**OBJECTIVE**
Copy out verbatim the lines in the items below, beginning with the line that contains "Find the tree shadow" and continuing through the line that contains "<point>414,115</point>", with both of those lines included.

**SOURCE DATA**
┄┄┄┄┄┄┄┄┄┄

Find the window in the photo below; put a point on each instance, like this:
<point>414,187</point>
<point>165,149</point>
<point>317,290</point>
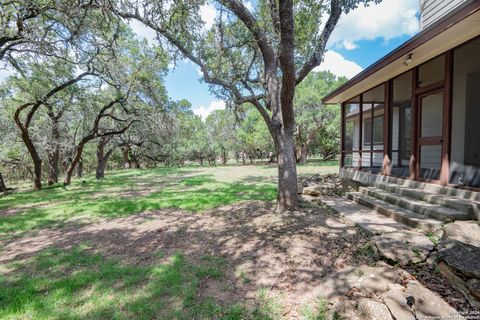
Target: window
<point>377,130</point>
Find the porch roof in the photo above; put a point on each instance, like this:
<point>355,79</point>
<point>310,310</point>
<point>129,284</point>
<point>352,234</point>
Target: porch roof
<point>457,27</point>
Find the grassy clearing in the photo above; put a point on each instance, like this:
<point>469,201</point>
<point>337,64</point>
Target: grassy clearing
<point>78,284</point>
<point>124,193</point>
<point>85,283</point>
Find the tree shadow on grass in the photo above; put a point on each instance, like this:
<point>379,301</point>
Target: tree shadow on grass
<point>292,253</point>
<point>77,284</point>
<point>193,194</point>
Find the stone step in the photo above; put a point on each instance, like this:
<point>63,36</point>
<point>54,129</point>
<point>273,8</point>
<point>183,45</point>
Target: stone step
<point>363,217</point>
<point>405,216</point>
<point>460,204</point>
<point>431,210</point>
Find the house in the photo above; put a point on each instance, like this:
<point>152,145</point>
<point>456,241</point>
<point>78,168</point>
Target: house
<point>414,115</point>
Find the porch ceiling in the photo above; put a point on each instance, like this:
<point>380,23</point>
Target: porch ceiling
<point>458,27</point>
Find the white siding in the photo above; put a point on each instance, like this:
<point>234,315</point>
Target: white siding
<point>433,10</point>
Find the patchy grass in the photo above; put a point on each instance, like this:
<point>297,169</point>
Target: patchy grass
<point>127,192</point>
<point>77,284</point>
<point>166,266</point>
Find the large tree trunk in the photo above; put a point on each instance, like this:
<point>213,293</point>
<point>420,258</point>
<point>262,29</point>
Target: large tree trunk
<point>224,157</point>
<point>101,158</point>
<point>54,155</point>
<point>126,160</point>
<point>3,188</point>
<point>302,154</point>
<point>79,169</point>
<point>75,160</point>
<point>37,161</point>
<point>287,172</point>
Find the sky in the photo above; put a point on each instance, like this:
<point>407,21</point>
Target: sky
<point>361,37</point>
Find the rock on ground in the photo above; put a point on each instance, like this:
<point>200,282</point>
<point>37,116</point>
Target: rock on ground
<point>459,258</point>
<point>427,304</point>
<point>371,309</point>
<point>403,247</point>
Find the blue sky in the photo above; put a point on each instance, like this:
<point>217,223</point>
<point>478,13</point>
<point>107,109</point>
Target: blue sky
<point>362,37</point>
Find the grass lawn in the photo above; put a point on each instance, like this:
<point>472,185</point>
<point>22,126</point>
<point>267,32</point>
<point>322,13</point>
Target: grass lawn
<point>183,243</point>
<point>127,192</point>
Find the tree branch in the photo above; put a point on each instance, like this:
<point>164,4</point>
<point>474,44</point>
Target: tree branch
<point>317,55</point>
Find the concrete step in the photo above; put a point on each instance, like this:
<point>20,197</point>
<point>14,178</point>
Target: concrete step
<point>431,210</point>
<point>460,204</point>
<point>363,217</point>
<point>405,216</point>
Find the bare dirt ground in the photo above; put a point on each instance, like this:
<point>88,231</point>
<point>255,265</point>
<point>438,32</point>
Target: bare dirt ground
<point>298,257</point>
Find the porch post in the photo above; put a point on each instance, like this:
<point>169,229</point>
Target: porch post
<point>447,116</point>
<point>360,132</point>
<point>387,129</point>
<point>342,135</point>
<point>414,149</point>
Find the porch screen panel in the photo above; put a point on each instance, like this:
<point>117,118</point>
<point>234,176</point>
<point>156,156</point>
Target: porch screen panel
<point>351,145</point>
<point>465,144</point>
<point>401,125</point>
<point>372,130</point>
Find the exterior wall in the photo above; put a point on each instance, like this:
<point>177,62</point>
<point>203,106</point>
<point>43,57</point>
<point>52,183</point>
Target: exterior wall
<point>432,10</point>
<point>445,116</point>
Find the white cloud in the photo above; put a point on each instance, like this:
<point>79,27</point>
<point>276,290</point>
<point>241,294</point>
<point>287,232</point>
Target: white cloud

┄┄┄┄┄┄┄┄┄┄

**RESULT**
Find the tree shadow on grass in the photo above; put a point on each instance, like this:
<point>379,301</point>
Target: tree shadow on grass
<point>292,253</point>
<point>77,284</point>
<point>193,194</point>
Find the stone step in the photo above; put a point on each instance, like this:
<point>63,36</point>
<point>54,129</point>
<point>273,8</point>
<point>183,45</point>
Target: stone step
<point>363,217</point>
<point>405,216</point>
<point>460,204</point>
<point>431,210</point>
Find the house in the photo above; put a point on each instance, like this:
<point>152,145</point>
<point>456,241</point>
<point>78,168</point>
Target: house
<point>414,115</point>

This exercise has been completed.